■ Document extract:
※ ※ ※
CAIRO - A suicide bomber struck at foreign tourists near Egypt's most famous museum while his veiled sister and his girlfriend opened fire at a tourist bus in attacks that left all three dead, officials said.
The bombing injured seven people including four foreigners near the Egyptian museum, a key tourist attraction for its pharaonic treasures.
The casualties were three Egyptians, an Israeli couple aged 60 and 55, an Italian man aged 26 and a Swedish man aged 28, the Interior Ministry said.
In the bus attack in south Cairo, the first in living memory by women in Egypt, the two veiled women fired three shots at the coach's back window, the Interior Ministry said. No one in the bus was hit but shattered glass lay on the road.
Two bombings targeting tourists in the last seven months have had little effect on Egypt's tourism industry, which brought in 3.5 billion pounds in 2004, a record year with more than eight million tourists. But economists say a string of attacks in close succession could hit Egypt hard.
Health Minister Mohamed Awad Tag el-Din said the injured had superficial wounds caused by nails in the bomb. Most were in good condition, except for the Swede, whose wounds were "moderate". Prime Minister Ahmed Nazif told reporters that one of them might need to have an operation.
※ ※ ※
■ Required action: Reproduce the report above on the Cairo attacks on tourists word for word, in full.

■ Available data:
※ ※ ※
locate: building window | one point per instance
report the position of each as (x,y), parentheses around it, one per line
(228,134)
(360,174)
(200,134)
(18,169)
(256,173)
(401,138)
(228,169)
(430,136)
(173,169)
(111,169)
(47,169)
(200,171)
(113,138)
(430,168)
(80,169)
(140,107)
※ ※ ※
■ Exercise answer:
CAIRO - A suicide bomber struck at foreign tourists near Egypt's most famous museum while his veiled sister and his girlfriend opened fire at a tourist bus in attacks that left all three dead, officials said.
The bombing injured seven people including four foreigners near the Egyptian museum, a key tourist attraction for its pharaonic treasures.
The casualties were three Egyptians, an Israeli couple aged 60 and 55, an Italian man aged 26 and a Swedish man aged 28, the Interior Ministry said.
In the bus attack in south Cairo, the first in living memory by women in Egypt, the two veiled women fired three shots at the coach's back window, the Interior Ministry said. No one in the bus was hit but shattered glass lay on the road.
Two bombings targeting tourists in the last seven months have had little effect on Egypt's tourism industry, which brought in 3.5 billion pounds in 2004, a record year with more than eight million tourists. But economists say a string of attacks in close succession could hit Egypt hard.
Health Minister Mohamed Awad Tag el-Din said the injured had superficial wounds caused by nails in the bomb. Most were in good condition, except for the Swede, whose wounds were "moderate". Prime Minister Ahmed Nazif told reporters that one of them might need to have an operation.